Record set =
________________________________________

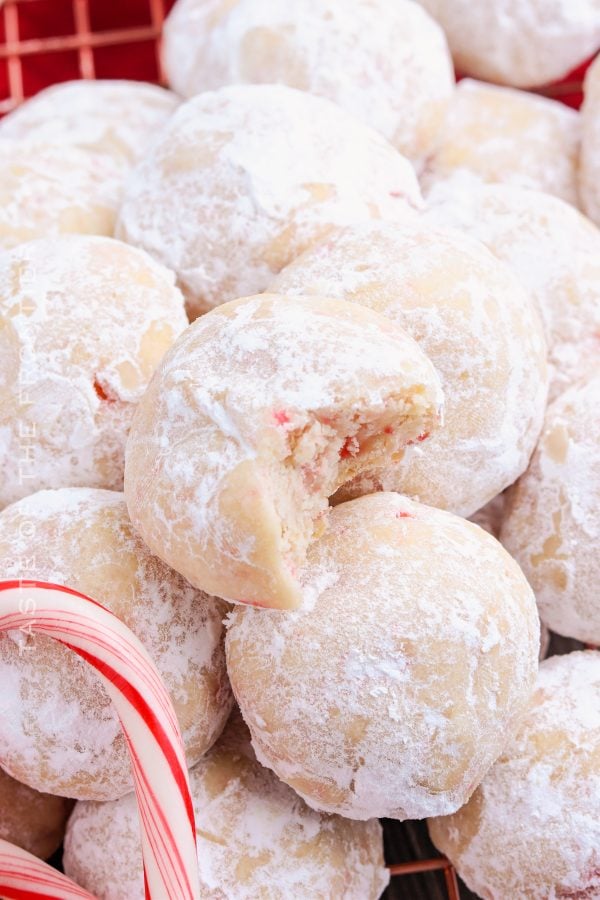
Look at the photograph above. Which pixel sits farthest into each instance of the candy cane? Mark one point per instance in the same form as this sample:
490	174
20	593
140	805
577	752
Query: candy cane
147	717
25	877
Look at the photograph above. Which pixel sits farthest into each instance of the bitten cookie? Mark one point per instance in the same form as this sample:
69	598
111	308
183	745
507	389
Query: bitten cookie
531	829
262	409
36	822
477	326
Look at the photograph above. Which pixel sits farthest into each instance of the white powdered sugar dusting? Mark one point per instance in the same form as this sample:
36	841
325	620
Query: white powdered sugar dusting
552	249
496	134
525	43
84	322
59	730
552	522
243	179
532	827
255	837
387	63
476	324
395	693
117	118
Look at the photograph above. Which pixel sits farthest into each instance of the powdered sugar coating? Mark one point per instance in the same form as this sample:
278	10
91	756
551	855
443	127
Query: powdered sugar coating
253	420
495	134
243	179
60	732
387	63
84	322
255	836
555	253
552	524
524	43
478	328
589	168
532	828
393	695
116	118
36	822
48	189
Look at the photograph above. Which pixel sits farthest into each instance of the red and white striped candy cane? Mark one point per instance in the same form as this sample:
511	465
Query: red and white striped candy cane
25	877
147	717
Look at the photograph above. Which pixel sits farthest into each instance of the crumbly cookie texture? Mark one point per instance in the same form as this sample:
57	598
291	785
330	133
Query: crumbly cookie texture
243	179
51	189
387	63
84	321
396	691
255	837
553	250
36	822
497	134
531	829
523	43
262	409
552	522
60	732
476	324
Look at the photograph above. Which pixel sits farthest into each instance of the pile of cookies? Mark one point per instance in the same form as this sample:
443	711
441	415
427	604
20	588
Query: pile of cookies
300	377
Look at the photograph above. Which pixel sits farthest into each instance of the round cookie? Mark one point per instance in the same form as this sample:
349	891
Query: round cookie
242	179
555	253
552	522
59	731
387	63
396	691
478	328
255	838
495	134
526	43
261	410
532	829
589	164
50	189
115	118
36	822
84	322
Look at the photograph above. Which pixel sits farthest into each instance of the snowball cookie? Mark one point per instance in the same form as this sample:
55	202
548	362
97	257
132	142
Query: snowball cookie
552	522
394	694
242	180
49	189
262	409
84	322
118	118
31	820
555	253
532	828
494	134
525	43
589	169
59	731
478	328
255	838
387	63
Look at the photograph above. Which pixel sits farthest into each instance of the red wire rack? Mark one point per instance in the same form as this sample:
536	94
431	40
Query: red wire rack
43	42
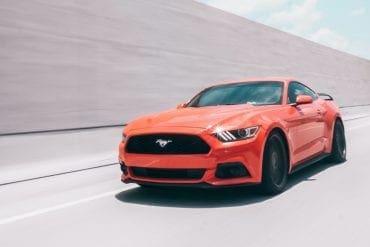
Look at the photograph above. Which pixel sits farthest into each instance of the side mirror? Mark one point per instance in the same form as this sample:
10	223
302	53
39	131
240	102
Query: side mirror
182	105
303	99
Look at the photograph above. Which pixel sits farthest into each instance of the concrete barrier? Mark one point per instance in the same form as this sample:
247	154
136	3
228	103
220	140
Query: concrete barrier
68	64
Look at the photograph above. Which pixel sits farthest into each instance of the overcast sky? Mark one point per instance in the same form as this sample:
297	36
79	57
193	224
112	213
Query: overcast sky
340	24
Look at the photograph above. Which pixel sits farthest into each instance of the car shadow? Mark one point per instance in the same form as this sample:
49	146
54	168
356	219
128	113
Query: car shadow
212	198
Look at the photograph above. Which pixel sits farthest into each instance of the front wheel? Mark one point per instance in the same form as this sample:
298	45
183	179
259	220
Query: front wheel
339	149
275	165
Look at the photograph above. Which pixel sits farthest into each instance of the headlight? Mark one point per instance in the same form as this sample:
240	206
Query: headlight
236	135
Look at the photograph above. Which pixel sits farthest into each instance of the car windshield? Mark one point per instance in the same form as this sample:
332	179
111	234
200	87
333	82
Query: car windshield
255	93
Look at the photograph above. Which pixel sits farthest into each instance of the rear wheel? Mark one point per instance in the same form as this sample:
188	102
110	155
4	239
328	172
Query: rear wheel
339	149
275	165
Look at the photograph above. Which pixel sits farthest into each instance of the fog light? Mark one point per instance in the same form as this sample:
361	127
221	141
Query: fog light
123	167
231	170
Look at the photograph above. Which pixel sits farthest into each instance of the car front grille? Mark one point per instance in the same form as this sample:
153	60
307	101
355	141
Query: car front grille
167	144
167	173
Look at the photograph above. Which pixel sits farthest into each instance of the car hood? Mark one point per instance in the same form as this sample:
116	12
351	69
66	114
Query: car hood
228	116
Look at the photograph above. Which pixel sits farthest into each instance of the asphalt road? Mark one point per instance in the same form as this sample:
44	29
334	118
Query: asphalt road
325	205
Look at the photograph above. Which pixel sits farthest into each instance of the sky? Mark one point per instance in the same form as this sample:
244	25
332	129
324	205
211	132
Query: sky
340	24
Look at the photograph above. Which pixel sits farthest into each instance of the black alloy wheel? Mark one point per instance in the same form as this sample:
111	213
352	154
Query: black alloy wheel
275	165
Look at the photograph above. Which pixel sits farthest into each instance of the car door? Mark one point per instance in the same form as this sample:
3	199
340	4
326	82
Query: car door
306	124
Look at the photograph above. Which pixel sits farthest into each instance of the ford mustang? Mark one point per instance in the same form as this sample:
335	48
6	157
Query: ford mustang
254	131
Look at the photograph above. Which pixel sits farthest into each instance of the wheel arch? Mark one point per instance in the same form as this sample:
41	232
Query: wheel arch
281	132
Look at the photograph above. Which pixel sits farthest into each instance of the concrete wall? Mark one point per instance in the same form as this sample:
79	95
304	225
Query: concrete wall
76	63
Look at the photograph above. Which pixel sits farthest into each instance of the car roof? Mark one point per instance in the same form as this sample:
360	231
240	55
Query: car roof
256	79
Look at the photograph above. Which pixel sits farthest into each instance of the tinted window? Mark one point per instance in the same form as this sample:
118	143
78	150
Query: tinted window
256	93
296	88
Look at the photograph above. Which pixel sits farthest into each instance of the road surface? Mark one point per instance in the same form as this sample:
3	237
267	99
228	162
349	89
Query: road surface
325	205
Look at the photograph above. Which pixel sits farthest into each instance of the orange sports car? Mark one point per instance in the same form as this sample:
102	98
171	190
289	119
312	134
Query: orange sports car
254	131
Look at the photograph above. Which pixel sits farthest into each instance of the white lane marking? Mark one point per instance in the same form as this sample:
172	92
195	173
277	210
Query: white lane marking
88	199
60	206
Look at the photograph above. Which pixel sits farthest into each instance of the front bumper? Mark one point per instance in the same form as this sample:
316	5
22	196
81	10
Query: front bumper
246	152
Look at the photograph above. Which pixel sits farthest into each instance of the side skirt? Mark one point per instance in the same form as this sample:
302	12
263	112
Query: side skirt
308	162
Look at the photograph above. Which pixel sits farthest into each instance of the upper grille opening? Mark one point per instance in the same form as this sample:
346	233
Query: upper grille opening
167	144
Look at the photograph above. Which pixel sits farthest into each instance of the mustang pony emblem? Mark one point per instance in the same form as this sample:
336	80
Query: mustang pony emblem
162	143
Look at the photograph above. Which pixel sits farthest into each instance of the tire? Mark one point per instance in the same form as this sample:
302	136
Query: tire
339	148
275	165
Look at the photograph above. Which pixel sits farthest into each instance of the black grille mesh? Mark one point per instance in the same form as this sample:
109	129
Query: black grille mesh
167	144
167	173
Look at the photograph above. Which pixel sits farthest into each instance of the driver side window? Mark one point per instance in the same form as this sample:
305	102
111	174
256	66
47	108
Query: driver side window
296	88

________________________________________

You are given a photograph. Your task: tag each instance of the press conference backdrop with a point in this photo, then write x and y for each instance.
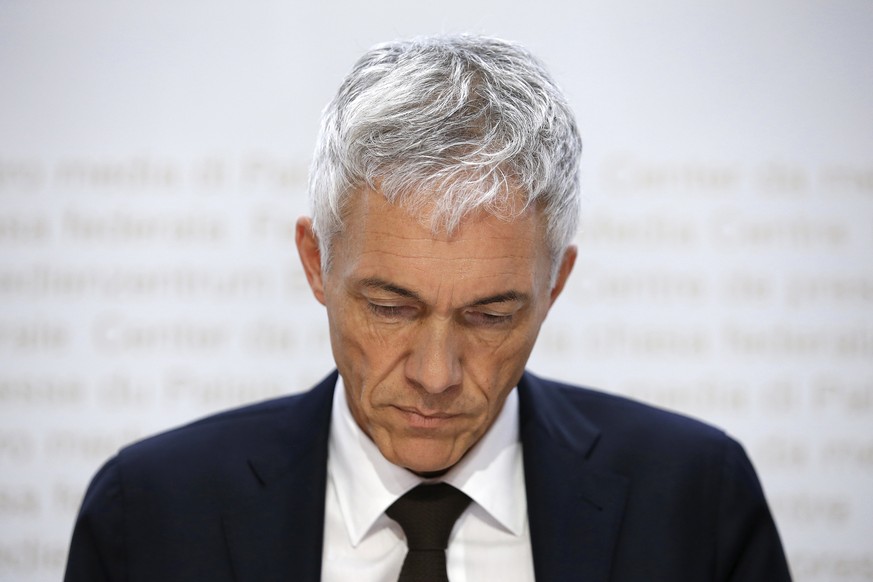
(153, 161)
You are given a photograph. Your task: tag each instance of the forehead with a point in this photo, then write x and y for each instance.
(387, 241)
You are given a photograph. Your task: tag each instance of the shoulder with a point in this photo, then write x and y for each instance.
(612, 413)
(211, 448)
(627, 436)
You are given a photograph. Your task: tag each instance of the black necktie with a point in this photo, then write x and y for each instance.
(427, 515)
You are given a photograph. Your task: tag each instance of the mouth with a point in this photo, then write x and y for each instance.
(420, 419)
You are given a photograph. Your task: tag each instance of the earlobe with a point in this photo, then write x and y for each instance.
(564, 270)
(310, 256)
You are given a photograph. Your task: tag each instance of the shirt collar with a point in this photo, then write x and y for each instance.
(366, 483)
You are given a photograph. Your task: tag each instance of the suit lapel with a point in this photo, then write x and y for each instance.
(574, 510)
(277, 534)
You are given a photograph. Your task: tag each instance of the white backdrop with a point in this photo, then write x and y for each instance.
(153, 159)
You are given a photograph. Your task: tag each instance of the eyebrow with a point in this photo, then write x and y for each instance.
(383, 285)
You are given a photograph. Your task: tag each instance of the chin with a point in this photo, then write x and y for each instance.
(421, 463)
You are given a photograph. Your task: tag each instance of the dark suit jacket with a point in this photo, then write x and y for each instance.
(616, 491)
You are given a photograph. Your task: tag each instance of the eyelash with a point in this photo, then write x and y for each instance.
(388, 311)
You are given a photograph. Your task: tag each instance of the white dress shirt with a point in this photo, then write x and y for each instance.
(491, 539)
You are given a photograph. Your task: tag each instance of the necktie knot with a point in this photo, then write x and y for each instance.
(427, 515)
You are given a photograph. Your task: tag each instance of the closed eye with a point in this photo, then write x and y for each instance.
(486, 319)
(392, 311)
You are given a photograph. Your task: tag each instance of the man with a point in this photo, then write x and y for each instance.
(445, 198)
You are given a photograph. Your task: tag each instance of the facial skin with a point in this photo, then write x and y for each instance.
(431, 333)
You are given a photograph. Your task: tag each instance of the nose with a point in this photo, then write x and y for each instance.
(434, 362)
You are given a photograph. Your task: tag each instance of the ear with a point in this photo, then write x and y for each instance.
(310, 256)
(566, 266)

________________________________________

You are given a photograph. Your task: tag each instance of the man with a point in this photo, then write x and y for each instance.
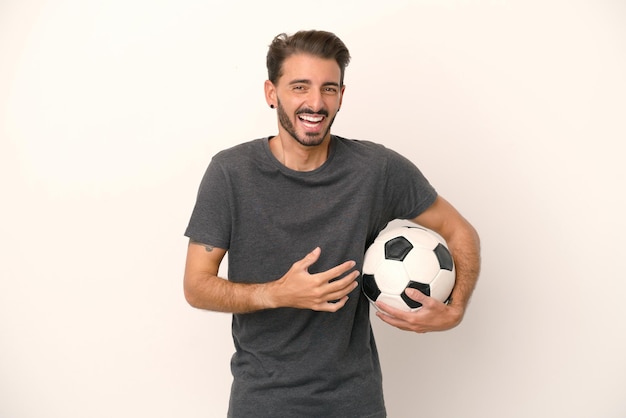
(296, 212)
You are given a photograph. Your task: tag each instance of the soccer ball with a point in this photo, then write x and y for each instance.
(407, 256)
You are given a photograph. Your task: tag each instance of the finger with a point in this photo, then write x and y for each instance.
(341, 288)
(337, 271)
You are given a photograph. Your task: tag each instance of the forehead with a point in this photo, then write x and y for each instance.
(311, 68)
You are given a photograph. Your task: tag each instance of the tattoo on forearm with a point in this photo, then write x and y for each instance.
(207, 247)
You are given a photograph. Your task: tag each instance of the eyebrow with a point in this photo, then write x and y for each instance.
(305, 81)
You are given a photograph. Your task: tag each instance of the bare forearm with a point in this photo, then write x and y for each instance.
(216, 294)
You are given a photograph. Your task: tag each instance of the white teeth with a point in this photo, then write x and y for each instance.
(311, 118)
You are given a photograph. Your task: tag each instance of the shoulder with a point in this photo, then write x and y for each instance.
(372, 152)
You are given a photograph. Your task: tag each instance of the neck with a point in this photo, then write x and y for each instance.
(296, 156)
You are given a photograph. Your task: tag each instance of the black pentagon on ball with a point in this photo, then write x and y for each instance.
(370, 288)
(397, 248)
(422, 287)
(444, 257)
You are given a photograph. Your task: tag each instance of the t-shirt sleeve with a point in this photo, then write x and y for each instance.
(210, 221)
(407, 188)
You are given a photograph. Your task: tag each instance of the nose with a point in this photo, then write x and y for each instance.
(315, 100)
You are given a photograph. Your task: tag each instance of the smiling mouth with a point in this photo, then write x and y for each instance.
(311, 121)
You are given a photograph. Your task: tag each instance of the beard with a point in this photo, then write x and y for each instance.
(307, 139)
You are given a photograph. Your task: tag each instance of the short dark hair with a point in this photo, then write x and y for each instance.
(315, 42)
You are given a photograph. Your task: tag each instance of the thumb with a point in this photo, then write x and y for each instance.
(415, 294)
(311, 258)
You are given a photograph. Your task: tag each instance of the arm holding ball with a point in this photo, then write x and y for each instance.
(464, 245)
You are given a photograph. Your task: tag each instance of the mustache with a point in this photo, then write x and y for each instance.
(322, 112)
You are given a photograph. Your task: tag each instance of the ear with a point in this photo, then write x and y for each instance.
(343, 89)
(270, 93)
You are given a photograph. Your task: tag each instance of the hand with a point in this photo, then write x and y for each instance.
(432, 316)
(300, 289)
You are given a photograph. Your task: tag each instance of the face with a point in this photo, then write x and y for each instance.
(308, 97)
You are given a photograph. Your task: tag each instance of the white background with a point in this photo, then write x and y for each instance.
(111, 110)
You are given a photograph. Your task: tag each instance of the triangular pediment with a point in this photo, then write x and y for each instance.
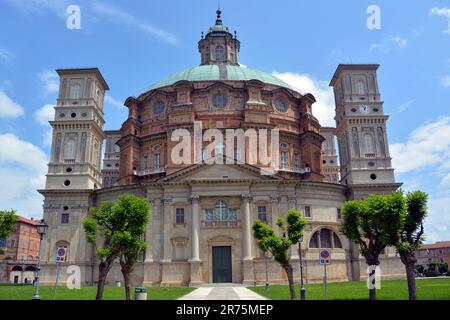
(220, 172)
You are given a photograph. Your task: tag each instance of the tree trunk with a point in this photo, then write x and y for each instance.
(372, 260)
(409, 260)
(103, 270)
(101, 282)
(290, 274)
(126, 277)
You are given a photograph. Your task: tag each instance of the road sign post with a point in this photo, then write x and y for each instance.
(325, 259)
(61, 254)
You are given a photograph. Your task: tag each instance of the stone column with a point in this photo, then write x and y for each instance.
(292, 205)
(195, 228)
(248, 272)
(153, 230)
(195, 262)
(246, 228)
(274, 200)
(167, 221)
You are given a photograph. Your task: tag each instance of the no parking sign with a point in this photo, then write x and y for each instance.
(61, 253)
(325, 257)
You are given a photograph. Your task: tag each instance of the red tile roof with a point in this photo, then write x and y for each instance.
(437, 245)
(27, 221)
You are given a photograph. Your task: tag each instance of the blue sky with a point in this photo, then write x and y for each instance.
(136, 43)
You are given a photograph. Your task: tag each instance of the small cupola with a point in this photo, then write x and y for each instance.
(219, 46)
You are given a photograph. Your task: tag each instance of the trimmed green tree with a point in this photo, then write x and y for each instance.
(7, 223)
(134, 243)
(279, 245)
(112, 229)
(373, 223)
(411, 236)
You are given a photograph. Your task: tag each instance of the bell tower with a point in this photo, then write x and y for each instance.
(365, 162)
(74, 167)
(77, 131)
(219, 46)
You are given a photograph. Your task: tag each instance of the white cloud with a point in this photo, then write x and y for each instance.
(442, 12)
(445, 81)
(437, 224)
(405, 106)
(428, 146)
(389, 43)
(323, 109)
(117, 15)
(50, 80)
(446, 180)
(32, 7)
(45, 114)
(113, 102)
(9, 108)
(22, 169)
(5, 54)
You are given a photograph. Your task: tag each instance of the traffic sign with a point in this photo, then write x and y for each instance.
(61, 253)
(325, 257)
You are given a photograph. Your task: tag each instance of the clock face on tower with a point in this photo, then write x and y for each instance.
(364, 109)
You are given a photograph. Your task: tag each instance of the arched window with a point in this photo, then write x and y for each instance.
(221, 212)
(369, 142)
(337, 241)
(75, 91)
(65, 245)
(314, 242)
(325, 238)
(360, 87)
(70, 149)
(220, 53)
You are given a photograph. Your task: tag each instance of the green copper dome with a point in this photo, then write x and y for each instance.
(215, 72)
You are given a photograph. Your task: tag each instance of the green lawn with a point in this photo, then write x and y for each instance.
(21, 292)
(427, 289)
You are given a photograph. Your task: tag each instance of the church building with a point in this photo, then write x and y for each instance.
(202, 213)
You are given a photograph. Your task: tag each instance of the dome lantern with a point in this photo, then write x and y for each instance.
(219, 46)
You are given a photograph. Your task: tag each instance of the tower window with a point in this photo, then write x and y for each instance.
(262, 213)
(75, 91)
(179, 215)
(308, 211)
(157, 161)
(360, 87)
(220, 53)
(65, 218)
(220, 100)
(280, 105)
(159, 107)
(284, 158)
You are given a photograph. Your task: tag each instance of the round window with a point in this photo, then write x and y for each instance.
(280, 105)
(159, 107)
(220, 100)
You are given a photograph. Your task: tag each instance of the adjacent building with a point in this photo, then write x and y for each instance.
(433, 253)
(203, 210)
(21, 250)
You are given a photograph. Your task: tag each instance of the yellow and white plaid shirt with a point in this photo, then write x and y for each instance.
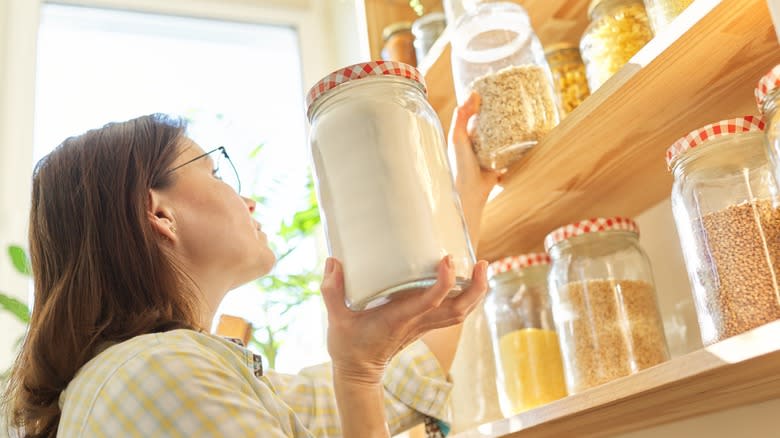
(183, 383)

________________________________________

Exercise details = Return every line of the entries above that contains the word "front", treating uppercase and lowercase letters as distinct.

Final result =
Look at the photograph above. Which pixel sits farthest into each instance of the front wheel? Mark one point per instance in the same form as this sample:
Query: front wheel
Look at the photograph above. Which pixel sits farthest into each instance of the car front grille? Mark one point per instance in the same form as this sample:
Query: car front grille
Look at the photograph above. Which pixel sits farthest into each instance of the front bumper? Mark one point per instance in the same form as this sample:
Query: front bumper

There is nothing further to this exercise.